» **Supplied entries**
# # # # # # #
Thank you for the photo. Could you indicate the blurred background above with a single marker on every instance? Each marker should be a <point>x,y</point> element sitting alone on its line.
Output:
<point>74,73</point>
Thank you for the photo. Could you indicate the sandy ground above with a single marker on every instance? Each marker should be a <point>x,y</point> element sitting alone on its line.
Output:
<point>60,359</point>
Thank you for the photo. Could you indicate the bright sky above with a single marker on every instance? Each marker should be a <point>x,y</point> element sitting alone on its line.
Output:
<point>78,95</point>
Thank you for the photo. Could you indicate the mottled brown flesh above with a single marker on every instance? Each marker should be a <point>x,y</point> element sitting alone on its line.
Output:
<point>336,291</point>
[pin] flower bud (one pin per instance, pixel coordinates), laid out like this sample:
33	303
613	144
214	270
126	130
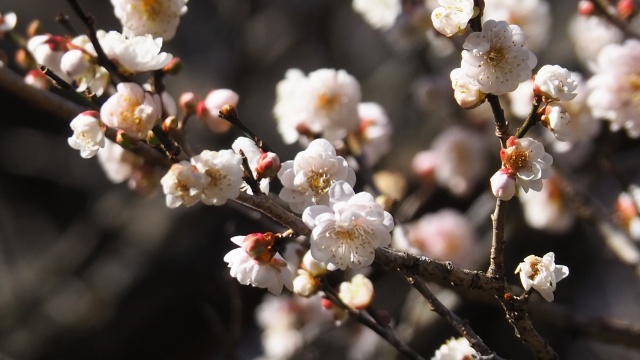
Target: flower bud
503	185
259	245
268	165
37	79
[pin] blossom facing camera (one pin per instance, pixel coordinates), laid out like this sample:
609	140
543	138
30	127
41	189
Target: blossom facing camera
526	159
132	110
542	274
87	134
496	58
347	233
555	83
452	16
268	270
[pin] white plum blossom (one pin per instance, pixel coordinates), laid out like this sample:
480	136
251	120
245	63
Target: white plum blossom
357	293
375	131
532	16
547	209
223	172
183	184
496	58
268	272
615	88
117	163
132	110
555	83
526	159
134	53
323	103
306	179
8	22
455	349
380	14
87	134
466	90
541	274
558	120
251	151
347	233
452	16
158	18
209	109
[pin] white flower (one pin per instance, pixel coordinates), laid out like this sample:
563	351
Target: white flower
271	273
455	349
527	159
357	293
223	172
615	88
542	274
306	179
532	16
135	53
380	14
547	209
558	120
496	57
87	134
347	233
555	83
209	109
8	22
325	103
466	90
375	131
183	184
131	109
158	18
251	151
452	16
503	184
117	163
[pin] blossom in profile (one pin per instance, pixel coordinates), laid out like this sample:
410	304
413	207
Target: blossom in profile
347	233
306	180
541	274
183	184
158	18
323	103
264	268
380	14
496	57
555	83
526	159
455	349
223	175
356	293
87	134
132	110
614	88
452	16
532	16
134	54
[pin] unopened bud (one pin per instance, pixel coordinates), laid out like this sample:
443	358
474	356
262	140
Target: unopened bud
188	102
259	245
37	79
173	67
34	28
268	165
# # # # # # #
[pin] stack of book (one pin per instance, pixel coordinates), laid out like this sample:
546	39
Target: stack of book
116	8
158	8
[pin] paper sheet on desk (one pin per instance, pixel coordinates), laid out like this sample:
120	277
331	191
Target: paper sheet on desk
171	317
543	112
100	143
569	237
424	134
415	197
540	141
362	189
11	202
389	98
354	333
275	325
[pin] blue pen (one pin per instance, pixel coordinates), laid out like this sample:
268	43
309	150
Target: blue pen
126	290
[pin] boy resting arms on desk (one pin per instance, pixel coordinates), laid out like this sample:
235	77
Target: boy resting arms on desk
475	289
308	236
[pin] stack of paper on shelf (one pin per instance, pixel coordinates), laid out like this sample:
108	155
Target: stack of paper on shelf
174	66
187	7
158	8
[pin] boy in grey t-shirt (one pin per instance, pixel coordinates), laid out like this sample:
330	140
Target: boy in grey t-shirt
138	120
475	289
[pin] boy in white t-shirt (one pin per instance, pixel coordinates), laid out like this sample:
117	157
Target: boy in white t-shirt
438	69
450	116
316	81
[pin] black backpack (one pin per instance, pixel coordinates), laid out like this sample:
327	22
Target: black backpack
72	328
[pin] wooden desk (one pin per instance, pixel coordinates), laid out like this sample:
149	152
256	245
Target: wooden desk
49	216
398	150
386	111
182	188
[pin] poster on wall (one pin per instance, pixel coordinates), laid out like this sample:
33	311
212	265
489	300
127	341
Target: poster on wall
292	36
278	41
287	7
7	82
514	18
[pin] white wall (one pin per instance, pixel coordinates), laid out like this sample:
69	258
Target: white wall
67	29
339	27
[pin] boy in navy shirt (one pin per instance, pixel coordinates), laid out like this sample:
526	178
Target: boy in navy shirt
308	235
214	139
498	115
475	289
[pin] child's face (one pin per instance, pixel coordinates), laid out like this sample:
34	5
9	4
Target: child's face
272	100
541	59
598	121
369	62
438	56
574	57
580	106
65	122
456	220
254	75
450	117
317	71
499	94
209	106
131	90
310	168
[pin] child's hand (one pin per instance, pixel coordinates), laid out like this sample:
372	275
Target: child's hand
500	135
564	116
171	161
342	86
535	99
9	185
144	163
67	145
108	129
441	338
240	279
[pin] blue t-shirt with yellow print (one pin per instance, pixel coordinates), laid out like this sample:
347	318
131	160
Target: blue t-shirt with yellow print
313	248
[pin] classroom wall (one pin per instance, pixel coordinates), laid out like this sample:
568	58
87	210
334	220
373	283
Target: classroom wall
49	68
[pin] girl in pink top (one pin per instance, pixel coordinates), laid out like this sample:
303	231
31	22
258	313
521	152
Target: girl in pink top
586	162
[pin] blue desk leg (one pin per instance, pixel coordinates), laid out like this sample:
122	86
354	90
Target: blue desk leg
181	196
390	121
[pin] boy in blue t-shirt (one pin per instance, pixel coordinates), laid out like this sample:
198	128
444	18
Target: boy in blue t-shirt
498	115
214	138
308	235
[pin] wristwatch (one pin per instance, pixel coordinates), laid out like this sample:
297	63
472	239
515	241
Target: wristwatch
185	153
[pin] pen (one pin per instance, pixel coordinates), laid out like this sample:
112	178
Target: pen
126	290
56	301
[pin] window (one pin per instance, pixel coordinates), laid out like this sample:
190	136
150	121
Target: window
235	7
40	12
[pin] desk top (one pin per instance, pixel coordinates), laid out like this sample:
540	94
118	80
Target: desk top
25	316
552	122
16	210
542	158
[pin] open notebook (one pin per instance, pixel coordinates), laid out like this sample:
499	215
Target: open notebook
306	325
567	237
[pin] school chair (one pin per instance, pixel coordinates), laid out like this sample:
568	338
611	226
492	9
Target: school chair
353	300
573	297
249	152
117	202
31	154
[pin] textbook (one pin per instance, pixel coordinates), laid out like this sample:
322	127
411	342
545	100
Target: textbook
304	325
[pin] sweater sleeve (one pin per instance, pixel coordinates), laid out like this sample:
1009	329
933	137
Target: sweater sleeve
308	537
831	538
# # # # # # #
» **What the exercise asks**
Change the records starting at the line that contains "Thank you for the photo. Could you indicate the blurred" and ending at the line that contains "<point>74,73</point>" by putting "hazy" in place of "blurred", and give those lines back with nothing else altered.

» **Result**
Thank you for the photo. Could you indicate the hazy background above with a single marker on every instance? Each marker should be a <point>x,y</point> element sitting alone on its line.
Output:
<point>74,73</point>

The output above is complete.